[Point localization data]
__________________________________________________

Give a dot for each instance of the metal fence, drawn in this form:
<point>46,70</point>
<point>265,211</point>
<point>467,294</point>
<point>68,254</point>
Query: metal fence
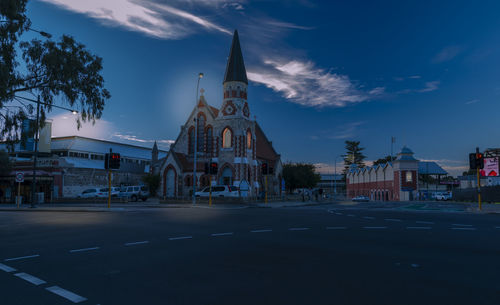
<point>488,194</point>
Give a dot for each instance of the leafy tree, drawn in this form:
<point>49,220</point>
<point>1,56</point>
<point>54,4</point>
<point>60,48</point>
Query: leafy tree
<point>63,70</point>
<point>153,182</point>
<point>5,163</point>
<point>354,155</point>
<point>383,160</point>
<point>300,175</point>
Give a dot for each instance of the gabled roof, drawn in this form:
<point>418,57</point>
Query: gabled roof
<point>235,69</point>
<point>265,148</point>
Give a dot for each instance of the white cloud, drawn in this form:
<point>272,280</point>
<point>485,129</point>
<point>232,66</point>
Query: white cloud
<point>430,86</point>
<point>473,101</point>
<point>140,16</point>
<point>304,84</point>
<point>447,54</point>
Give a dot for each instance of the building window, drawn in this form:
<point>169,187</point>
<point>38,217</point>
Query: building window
<point>191,141</point>
<point>208,146</point>
<point>249,139</point>
<point>409,177</point>
<point>226,138</point>
<point>201,132</point>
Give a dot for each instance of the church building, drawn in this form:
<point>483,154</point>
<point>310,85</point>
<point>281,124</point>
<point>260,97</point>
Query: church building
<point>227,136</point>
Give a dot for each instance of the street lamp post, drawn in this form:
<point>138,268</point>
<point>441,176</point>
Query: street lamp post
<point>195,137</point>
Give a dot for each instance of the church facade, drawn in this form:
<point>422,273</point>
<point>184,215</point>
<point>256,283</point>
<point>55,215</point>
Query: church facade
<point>227,136</point>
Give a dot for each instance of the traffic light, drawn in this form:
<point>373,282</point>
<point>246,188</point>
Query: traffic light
<point>479,160</point>
<point>264,168</point>
<point>112,161</point>
<point>472,160</point>
<point>213,168</point>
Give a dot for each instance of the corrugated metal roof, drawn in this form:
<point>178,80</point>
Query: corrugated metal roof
<point>430,168</point>
<point>81,144</point>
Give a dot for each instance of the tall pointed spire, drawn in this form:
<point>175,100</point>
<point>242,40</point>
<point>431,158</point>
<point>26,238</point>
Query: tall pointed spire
<point>235,69</point>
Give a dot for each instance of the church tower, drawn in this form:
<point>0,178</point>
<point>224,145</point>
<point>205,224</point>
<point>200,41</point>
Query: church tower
<point>235,84</point>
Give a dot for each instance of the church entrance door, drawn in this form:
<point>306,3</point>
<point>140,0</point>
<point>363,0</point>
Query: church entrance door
<point>170,183</point>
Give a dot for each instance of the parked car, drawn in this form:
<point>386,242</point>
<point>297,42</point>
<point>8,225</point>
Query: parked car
<point>135,193</point>
<point>361,199</point>
<point>442,196</point>
<point>219,191</point>
<point>115,192</point>
<point>90,193</point>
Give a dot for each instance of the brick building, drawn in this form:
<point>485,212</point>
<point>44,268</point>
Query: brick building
<point>397,180</point>
<point>226,135</point>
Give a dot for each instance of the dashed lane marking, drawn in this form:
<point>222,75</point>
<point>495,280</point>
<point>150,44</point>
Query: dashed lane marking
<point>30,278</point>
<point>137,243</point>
<point>261,231</point>
<point>222,234</point>
<point>73,297</point>
<point>83,250</point>
<point>425,222</point>
<point>6,268</point>
<point>21,257</point>
<point>418,228</point>
<point>335,228</point>
<point>180,237</point>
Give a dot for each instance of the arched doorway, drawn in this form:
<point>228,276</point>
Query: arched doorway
<point>170,178</point>
<point>226,177</point>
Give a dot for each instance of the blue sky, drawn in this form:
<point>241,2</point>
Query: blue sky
<point>320,72</point>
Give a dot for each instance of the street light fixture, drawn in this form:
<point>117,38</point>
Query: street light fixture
<point>35,153</point>
<point>200,76</point>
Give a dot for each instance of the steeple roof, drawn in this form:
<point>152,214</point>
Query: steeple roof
<point>235,69</point>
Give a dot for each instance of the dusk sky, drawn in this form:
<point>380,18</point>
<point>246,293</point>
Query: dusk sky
<point>320,72</point>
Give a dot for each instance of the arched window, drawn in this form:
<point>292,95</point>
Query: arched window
<point>201,132</point>
<point>249,139</point>
<point>226,138</point>
<point>210,141</point>
<point>191,141</point>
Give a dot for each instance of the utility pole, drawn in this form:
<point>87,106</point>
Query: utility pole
<point>195,138</point>
<point>35,155</point>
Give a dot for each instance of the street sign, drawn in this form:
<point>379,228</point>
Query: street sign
<point>19,177</point>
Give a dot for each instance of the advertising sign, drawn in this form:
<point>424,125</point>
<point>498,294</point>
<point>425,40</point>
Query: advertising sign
<point>490,167</point>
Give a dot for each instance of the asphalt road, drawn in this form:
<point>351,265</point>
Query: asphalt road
<point>309,255</point>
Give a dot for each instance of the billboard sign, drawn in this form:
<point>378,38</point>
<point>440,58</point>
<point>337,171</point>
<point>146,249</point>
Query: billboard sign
<point>490,167</point>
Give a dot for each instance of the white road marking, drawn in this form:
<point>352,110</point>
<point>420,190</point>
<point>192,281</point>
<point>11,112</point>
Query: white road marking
<point>84,249</point>
<point>21,257</point>
<point>137,243</point>
<point>30,278</point>
<point>222,234</point>
<point>180,237</point>
<point>335,228</point>
<point>73,297</point>
<point>261,231</point>
<point>6,268</point>
<point>418,228</point>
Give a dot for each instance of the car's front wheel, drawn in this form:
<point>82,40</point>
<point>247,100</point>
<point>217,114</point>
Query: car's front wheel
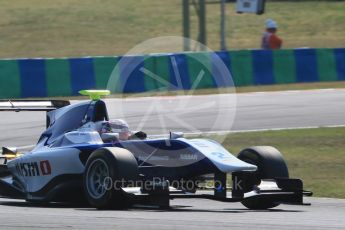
<point>271,165</point>
<point>107,169</point>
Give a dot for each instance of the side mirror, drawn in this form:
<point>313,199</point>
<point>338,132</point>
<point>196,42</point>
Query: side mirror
<point>9,150</point>
<point>175,135</point>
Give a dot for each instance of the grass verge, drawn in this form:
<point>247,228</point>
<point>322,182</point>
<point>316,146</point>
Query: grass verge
<point>317,156</point>
<point>40,28</point>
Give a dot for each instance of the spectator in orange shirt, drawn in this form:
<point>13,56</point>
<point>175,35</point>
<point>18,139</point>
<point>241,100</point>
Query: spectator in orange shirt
<point>269,38</point>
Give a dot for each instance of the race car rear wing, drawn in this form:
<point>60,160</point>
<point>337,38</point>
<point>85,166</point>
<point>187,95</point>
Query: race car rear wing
<point>32,105</point>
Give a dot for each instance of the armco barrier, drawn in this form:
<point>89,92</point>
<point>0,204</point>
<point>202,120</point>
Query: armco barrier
<point>23,78</point>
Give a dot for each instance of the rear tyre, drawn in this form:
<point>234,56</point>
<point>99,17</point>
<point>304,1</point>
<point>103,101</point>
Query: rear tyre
<point>106,171</point>
<point>271,165</point>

__________________________________________________

THE TASK:
Start with the line above that contains "Query: church tower" and stop after the line that contains "<point>386,242</point>". Output those lines exactly, and only those.

SOLUTION FOR THIS EXERCISE:
Query: church tower
<point>235,84</point>
Give a dot for each instance of the church entrance door, drawn in this form:
<point>306,3</point>
<point>140,0</point>
<point>363,0</point>
Query: church entrance door
<point>170,183</point>
Give a dot for each instance of the parked car, drawn in this form:
<point>386,242</point>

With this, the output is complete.